Set exercise 1 – Retype the tri power fuel injection thread word for word, beginning at the words "Why? lol Because" and stopping after "wouldn't change it.".

# Tri Power Fuel Injection Kit



## Smitty&Kristy (Oct 31, 2019)

Any suggestions on who makes the best fuel injection in a classic tri power set-up?... Going on my 65' 389


----------



## cij911 (Oct 25, 2017)

Smitty&Kristy said:


> Any suggestions on who makes the best fuel injection in a classic tri power set-up?... Going on my 65' 389


Why ???? The tri power works great. If you are going to butcher the setup, then just go with a carb that is designed for fuel injection.


----------



## maverick198 (Mar 3, 2019)

Smitty & Kristy curious what route you decide to go for fuel injection. I've been interested in fitechs tri power fuel injection system for my 65.


----------



## 67ventwindow (Mar 3, 2020)

I also looked at this setup. It looks like a Chevy setup (Holley) Butler has one that looks better for 6000. But they need a adapter to fit the intake


----------



## O52 (Jan 27, 2019)

Take a look at what Ames is offering. FiTech



https://secure.amesperf.com/qilan/Detail_Web?part_num=N188P&order_number_e=NTE3MjUxMA%3D%3D%0A&web_access=Y





https://secure.amesperf.com/qilan/Detail_Web?part_num=N188SD&order_number_e=NTE3MjUwNg%3D%3D%0A&web_access=Y


----------



## GTO44 (Apr 11, 2016)

Unfortunately Holley doesn't offer a tri power solution. Fi Tech as mentioned has the Tri-power EFI setup.


----------



## GTO44 (Apr 11, 2016)

cij911 said:


> Why ???? The tri power works great. If you are going to butcher the setup, then just go with a carb that is designed for fuel injection.



Why? lol Because its 2021 and there are better solutions available on the market then factory tech. EFI gives you better running, driving, idling, and cold start characteristics than carbs... and are over all more reliable if you dont have a background or experience tuning carbs.


----------



## nick rice (Nov 10, 2014)

I've never seen one except for Chevys and Mopars. My original set up works perfect, I wouldn't change it.

Sent from my SM-G970U using Tapatalk


----------



## GTO44 (Apr 11, 2016)

I'm confused, did the OP say "tell me why I shouldn't go EFI?"

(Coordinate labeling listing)
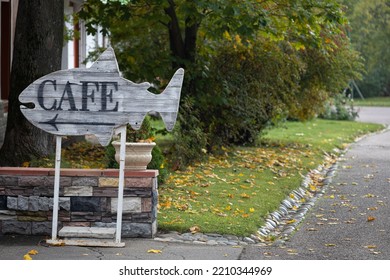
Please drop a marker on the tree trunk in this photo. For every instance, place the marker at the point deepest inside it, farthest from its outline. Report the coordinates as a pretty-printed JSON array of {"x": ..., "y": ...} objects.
[
  {"x": 175, "y": 38},
  {"x": 37, "y": 52}
]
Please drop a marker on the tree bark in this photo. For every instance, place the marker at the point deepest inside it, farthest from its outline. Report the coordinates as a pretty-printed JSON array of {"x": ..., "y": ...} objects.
[{"x": 37, "y": 52}]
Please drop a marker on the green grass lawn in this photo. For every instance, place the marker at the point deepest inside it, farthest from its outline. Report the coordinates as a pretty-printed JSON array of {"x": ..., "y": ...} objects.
[
  {"x": 233, "y": 193},
  {"x": 373, "y": 101}
]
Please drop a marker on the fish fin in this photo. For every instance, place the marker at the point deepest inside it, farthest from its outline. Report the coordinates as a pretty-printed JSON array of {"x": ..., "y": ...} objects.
[
  {"x": 106, "y": 62},
  {"x": 169, "y": 120}
]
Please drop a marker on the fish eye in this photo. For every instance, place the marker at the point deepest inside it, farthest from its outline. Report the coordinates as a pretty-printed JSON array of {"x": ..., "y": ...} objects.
[{"x": 29, "y": 105}]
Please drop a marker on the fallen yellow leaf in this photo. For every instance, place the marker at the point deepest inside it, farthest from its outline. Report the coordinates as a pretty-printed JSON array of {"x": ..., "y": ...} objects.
[
  {"x": 370, "y": 218},
  {"x": 154, "y": 251},
  {"x": 194, "y": 229},
  {"x": 244, "y": 195},
  {"x": 32, "y": 252}
]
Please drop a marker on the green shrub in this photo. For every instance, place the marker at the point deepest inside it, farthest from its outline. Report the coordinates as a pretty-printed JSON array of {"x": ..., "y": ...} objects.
[
  {"x": 339, "y": 108},
  {"x": 190, "y": 141},
  {"x": 250, "y": 87}
]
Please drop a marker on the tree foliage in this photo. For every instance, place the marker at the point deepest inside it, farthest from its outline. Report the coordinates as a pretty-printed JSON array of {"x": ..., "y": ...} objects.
[{"x": 249, "y": 63}]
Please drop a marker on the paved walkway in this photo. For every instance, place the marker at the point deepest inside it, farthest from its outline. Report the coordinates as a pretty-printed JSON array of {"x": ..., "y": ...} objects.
[{"x": 352, "y": 220}]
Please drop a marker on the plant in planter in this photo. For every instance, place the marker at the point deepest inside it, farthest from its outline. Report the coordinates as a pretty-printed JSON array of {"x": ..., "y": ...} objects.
[{"x": 139, "y": 146}]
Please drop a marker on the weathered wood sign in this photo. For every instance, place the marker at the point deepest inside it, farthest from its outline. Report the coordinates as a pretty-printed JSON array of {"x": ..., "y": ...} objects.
[{"x": 96, "y": 100}]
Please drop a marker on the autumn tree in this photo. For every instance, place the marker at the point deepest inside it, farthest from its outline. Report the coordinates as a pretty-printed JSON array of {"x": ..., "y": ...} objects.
[
  {"x": 370, "y": 35},
  {"x": 37, "y": 52},
  {"x": 248, "y": 63}
]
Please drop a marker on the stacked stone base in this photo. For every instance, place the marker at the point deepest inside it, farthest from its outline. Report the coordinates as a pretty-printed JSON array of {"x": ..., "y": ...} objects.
[{"x": 88, "y": 198}]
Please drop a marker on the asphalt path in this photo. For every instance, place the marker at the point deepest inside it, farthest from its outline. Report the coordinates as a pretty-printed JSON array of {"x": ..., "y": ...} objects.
[{"x": 352, "y": 220}]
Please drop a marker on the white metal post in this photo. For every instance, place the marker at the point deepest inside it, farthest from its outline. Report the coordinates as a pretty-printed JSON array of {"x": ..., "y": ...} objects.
[
  {"x": 56, "y": 188},
  {"x": 122, "y": 131}
]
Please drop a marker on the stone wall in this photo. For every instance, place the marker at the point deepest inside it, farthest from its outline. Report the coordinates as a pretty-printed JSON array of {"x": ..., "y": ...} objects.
[{"x": 88, "y": 197}]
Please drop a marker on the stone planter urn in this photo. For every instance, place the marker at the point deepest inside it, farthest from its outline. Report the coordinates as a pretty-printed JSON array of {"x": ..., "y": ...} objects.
[{"x": 138, "y": 155}]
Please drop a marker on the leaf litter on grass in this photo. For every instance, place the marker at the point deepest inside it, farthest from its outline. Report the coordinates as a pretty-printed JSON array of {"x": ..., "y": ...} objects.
[{"x": 227, "y": 189}]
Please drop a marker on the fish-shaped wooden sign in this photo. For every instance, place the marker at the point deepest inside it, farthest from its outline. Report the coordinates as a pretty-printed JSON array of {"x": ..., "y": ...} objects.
[{"x": 96, "y": 100}]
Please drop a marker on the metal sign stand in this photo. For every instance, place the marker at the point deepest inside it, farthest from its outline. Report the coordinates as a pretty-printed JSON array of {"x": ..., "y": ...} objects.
[
  {"x": 90, "y": 242},
  {"x": 56, "y": 189},
  {"x": 122, "y": 131}
]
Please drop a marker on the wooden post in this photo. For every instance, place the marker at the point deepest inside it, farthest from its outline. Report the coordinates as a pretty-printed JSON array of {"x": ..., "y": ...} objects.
[
  {"x": 56, "y": 188},
  {"x": 122, "y": 154}
]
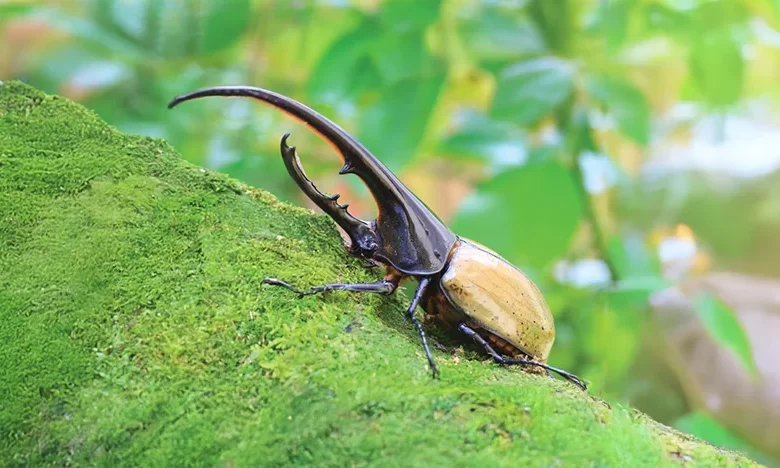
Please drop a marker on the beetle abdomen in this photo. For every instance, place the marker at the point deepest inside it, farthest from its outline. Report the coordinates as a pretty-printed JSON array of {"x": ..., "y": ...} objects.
[{"x": 499, "y": 298}]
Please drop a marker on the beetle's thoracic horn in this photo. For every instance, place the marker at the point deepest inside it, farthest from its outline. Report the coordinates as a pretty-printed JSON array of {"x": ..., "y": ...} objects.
[{"x": 409, "y": 236}]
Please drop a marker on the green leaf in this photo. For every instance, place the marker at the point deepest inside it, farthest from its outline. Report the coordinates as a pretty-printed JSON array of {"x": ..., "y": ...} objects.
[
  {"x": 528, "y": 215},
  {"x": 704, "y": 426},
  {"x": 625, "y": 103},
  {"x": 222, "y": 23},
  {"x": 722, "y": 324},
  {"x": 342, "y": 65},
  {"x": 494, "y": 35},
  {"x": 401, "y": 56},
  {"x": 612, "y": 20},
  {"x": 406, "y": 15},
  {"x": 394, "y": 127},
  {"x": 717, "y": 68},
  {"x": 500, "y": 144},
  {"x": 530, "y": 90}
]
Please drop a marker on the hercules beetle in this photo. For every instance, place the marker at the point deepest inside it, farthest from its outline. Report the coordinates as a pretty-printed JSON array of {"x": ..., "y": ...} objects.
[{"x": 461, "y": 284}]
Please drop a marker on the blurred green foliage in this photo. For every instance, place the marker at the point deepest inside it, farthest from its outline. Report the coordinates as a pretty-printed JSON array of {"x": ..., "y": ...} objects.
[{"x": 500, "y": 99}]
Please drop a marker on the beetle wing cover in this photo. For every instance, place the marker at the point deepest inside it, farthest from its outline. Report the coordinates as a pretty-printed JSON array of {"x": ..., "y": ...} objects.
[{"x": 500, "y": 299}]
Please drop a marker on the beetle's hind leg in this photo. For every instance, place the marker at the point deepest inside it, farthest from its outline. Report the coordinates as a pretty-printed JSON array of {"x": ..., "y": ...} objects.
[
  {"x": 418, "y": 294},
  {"x": 509, "y": 362}
]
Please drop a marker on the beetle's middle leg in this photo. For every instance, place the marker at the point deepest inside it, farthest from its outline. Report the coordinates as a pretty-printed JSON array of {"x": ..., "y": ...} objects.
[
  {"x": 380, "y": 287},
  {"x": 418, "y": 294},
  {"x": 506, "y": 361}
]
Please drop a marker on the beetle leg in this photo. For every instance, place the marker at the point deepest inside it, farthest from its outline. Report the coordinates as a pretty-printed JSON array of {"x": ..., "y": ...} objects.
[
  {"x": 362, "y": 238},
  {"x": 508, "y": 362},
  {"x": 380, "y": 287},
  {"x": 421, "y": 287}
]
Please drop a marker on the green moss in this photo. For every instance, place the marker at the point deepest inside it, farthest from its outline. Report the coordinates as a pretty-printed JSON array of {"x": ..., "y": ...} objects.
[{"x": 134, "y": 330}]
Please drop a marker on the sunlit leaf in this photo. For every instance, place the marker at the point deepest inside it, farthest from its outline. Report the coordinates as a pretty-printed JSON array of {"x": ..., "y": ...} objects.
[
  {"x": 626, "y": 104},
  {"x": 722, "y": 324},
  {"x": 394, "y": 126},
  {"x": 90, "y": 33},
  {"x": 334, "y": 76},
  {"x": 718, "y": 68},
  {"x": 612, "y": 20},
  {"x": 530, "y": 90},
  {"x": 493, "y": 34},
  {"x": 556, "y": 21},
  {"x": 704, "y": 426},
  {"x": 222, "y": 23},
  {"x": 398, "y": 57},
  {"x": 405, "y": 15},
  {"x": 9, "y": 10},
  {"x": 501, "y": 144},
  {"x": 528, "y": 214},
  {"x": 633, "y": 259}
]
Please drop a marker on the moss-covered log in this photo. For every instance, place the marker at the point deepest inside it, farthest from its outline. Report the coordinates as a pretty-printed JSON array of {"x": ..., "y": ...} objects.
[{"x": 134, "y": 330}]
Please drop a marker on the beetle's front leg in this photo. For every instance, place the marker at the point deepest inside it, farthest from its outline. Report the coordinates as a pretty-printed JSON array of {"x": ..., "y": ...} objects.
[
  {"x": 380, "y": 287},
  {"x": 509, "y": 362}
]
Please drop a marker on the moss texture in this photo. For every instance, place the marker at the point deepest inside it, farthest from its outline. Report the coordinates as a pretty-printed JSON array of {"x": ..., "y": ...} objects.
[{"x": 134, "y": 330}]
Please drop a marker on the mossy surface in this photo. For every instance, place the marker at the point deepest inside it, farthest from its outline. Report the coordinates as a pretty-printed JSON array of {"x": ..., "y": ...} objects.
[{"x": 134, "y": 330}]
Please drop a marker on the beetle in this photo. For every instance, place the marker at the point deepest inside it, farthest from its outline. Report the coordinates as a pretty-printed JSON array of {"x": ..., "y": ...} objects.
[{"x": 461, "y": 284}]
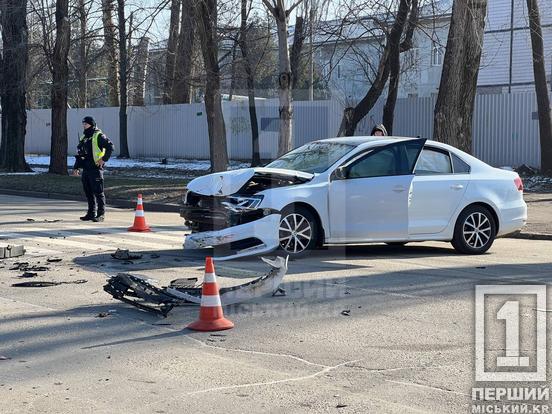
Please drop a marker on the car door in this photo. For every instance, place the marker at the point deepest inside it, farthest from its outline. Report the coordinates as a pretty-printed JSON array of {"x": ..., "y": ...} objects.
[
  {"x": 368, "y": 195},
  {"x": 440, "y": 181}
]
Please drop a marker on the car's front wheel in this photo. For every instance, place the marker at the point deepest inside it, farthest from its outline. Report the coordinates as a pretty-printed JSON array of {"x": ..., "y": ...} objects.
[
  {"x": 475, "y": 230},
  {"x": 298, "y": 231}
]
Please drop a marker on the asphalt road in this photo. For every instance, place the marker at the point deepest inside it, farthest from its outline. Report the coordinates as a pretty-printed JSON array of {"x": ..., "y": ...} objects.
[{"x": 406, "y": 344}]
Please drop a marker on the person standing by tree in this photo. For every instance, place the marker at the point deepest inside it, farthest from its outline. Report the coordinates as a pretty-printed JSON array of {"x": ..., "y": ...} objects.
[{"x": 94, "y": 150}]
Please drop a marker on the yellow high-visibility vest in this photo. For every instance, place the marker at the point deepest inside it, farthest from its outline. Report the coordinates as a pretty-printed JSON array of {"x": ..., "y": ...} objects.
[{"x": 97, "y": 152}]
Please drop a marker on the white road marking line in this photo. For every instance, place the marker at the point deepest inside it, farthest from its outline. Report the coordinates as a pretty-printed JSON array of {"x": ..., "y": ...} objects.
[
  {"x": 99, "y": 231},
  {"x": 62, "y": 242},
  {"x": 413, "y": 384},
  {"x": 124, "y": 238}
]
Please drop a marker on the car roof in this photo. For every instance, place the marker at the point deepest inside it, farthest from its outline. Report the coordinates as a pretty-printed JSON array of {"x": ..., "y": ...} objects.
[{"x": 356, "y": 141}]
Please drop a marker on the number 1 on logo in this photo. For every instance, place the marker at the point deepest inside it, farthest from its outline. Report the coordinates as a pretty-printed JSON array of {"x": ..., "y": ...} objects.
[{"x": 510, "y": 313}]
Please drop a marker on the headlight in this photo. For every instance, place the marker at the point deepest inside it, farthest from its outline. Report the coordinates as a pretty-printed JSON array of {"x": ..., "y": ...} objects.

Set exercise 2 – Show every line of the listing that contains the string "asphalt", matching case exactly.

Final result 1 –
Why? lol Because its 2021 and there are better solutions available on the market then factory tech. EFI gives you better running, driving, idling, and cold start characteristics than carbs... and are over all more reliable if you dont have a background or experience tuning carbs.


----------



## nick rice (Nov 10, 2014)

I've never seen one except for Chevys and Mopars. My original set up works perfect, I wouldn't change it.

Final result 2 –
Please drop a marker on the asphalt path in this photo. For every instance, place the marker at the point deepest inside it, farthest from its outline. Report the coordinates as a pretty-printed JSON array of {"x": ..., "y": ...} objects.
Please drop a marker on the asphalt road in this photo. For every instance, place the marker at the point deepest inside it, farthest from its outline. Report the coordinates as a pretty-printed JSON array of {"x": ..., "y": ...} objects.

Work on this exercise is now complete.